Former U.S. Senator Alan Simpson described them as “the
greediest generation.” He was referring to elderly voters keenly
opposed to reforms needed to keep Social Security solvent. In
typical flamboyant style, the Wyoming Republican also compared the
entitlement program to a milk cow “with 310 million tits.” Now
there is a word picture.
With an estimated 10,000 new baby boomers qualifying for Social
Security each day, the milk will soon run out. In the coming years,
my generation, the Millennials (born from the 1980s through the
mid-1990s), will bankroll a retirement scheme for our elders that
we ourselves will never participate in, at least not in the same
way. A steadily declining birthrate fed by abortion on demand, a
swiftly graying population, an extended average life span, and
unsustainable national spending have created a perfect storm for
Social Security and set the stage for a titanic generational
war.
The armies are equally strong in population. Millennials—also
known as Generation Y or echo boomers—are roughly equivalent in
number to boomers (born in the post-war years of 1946 to 1964).
boomers have paid into Social Security throughout their working
careers and feel entitled to the promised benefits. But we
Millennials also feel entitled to keep the fruits of our labor and
are hesitant to pay into a system that likely won’t be around when
it’s our turn to retire.
Although equal in number, the two generations are far from equal
in political power. Millennials are just now entering the political
and financial world, while boomers command the top echelons of
society. Millennials might determine what’s trendy in music and
fashion, but boomers pull the strings of power. (Their clout is
shared with some members of Generation X, born from the mid-1960s
through the 1970s, and the Silent Generation, born during the
Roaring Twenties through the Great Depression and World War
II.)
As a result, the will to implement meaningful reform of Social
Security has been absent. Those who have retired, or are nearing
retirement, don’t want to see their benefits affected. The end
result of inaction is clear: The Social Security Trust Fund will go
bankrupt by 2037. Accordingly, Millennials will pay into a system
for decades but see no benefits (at worst) or reduced benefits (at
best).
The generational fleecing isn’t confined to Millennials.
Generation X, composed of those currently in their 30s and 40s,
will see drastically diminished benefits as well. Thomas Firey,
managing editor of the Cato Institute’s publication
Regulation, made the point in an article published more
than a decade ago. While young people now have 12.4 percent of our
earnings commandeered by Social Security, boomers who entered the
workforce in the late 1960s paid only 6.5 percent of their earnings
to the entitlement. Even later, when the payroll tax was raised,
Firey estimated that boomers paid around 10 percent during the
latter half of their working careers.
“That’s the boomers’ bargain: They’ve paid less of their
earnings into Social Security than we Gen-X/Yers, yet they’ll
receive more in benefits than we will and we’ll pick up the tab,”

+ + + + +

## Problems
1 - Copy the Social Security passage between "Former U.S. Senator" and "a word picture.", inclusive, and swap "Wyoming Republican" for "Wyoming senator".
2 - List each generation in the Social Security passage that is given a birth range, with the range it states.
None of the data that comes next is needed.

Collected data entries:

+ + + + +

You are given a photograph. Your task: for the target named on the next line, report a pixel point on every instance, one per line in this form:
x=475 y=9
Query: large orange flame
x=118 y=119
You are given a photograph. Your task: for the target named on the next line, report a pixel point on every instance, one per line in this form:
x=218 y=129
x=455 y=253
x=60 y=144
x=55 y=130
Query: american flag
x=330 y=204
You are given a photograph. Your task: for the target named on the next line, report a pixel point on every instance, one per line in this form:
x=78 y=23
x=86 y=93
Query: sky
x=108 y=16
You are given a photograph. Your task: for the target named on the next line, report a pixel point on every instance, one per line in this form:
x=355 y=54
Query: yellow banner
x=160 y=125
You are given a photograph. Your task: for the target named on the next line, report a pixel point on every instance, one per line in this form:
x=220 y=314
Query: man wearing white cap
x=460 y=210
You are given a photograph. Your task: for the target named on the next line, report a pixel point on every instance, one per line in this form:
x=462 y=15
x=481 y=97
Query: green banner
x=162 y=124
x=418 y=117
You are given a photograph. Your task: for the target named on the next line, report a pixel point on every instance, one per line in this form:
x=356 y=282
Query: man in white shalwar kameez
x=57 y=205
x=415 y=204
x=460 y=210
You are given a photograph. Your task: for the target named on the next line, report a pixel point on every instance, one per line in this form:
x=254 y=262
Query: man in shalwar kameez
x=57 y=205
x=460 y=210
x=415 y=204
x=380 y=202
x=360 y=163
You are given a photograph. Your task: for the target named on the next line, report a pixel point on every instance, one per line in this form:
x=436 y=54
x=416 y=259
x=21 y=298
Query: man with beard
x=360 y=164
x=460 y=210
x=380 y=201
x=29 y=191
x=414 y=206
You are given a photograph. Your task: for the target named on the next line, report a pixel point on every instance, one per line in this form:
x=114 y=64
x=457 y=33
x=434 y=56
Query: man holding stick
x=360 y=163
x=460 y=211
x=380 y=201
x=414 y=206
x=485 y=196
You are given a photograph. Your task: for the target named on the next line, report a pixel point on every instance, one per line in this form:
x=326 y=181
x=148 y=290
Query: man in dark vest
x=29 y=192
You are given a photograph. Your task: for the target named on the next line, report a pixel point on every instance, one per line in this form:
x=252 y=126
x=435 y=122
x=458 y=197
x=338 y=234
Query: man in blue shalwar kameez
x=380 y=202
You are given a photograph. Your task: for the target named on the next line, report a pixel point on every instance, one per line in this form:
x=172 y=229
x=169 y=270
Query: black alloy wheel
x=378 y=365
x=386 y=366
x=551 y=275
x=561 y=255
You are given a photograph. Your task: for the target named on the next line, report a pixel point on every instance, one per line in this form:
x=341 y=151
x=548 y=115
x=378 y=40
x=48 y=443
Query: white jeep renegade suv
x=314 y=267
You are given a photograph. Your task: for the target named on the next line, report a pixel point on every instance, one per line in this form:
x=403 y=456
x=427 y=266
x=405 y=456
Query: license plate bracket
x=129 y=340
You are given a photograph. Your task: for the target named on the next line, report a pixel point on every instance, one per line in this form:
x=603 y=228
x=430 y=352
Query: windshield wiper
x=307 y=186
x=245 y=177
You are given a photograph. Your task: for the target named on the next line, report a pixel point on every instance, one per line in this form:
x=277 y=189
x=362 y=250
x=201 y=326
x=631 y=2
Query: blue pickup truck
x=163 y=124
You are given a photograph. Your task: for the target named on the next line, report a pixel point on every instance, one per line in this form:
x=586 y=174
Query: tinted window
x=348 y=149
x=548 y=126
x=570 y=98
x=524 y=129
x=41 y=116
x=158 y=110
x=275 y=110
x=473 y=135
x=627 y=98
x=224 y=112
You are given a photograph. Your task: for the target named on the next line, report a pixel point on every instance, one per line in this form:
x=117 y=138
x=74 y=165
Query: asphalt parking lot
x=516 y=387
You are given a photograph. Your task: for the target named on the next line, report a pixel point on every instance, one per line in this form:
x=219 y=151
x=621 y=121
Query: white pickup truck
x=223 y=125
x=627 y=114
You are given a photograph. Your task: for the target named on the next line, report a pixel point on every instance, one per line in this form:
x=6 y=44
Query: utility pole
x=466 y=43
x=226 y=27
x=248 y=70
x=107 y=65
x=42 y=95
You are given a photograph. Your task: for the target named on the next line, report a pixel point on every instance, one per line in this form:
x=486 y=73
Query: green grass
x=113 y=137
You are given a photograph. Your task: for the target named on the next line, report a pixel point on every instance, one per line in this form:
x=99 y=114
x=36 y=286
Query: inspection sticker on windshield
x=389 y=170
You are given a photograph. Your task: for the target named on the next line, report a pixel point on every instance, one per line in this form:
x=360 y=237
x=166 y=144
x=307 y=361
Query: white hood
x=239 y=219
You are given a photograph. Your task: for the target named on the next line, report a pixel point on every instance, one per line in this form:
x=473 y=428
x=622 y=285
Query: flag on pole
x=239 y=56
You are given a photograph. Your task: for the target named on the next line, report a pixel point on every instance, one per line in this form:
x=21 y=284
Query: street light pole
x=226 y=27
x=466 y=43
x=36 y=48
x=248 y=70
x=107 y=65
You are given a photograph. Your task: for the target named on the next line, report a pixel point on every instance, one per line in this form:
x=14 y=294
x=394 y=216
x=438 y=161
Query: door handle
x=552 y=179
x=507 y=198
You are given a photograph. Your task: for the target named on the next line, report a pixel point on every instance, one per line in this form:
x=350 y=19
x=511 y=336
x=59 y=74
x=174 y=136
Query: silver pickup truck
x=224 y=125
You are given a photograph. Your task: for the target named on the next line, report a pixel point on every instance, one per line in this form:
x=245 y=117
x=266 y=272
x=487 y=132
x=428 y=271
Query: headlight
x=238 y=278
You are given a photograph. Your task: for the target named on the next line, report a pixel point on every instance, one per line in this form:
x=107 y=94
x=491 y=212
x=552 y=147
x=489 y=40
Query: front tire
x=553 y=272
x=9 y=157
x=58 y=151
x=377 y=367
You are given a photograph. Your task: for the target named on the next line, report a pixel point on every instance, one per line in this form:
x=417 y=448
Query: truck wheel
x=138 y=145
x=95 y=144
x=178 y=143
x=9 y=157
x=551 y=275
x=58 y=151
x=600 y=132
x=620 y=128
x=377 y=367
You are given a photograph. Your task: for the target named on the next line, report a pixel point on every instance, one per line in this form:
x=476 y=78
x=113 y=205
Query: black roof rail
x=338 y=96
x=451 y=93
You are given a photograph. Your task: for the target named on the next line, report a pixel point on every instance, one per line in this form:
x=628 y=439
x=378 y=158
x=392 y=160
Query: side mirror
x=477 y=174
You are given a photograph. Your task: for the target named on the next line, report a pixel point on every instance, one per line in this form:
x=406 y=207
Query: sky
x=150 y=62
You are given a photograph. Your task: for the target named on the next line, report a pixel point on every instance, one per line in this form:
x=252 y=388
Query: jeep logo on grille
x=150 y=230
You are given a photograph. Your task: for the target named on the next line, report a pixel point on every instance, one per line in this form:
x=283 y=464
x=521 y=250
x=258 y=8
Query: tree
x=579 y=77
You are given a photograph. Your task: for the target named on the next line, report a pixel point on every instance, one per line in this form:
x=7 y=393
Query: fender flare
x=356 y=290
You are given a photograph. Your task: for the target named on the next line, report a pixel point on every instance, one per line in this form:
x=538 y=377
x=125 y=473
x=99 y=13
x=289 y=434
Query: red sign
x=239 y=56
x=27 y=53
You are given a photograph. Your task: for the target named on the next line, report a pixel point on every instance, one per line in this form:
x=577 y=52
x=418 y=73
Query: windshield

+ + + + +

## Answers provided
1 -
Former U.S. Senator Alan Simpson described them as “the
greediest generation.” He was referring to elderly voters keenly
opposed to reforms needed to keep Social Security solvent. In
typical flamboyant style, the Wyoming senator also compared the
entitlement program to a milk cow “with 310 million tits.” Now
there is a word picture.

2 -
- Millennials: born from the 1980s through the mid-1990s
- Boomers: born in the post-war years of 1946 to 1964
- Generation X: born from the mid-1960s through the 1970s
- The Silent Generation: born during the Roaring Twenties through the Great Depression and World War II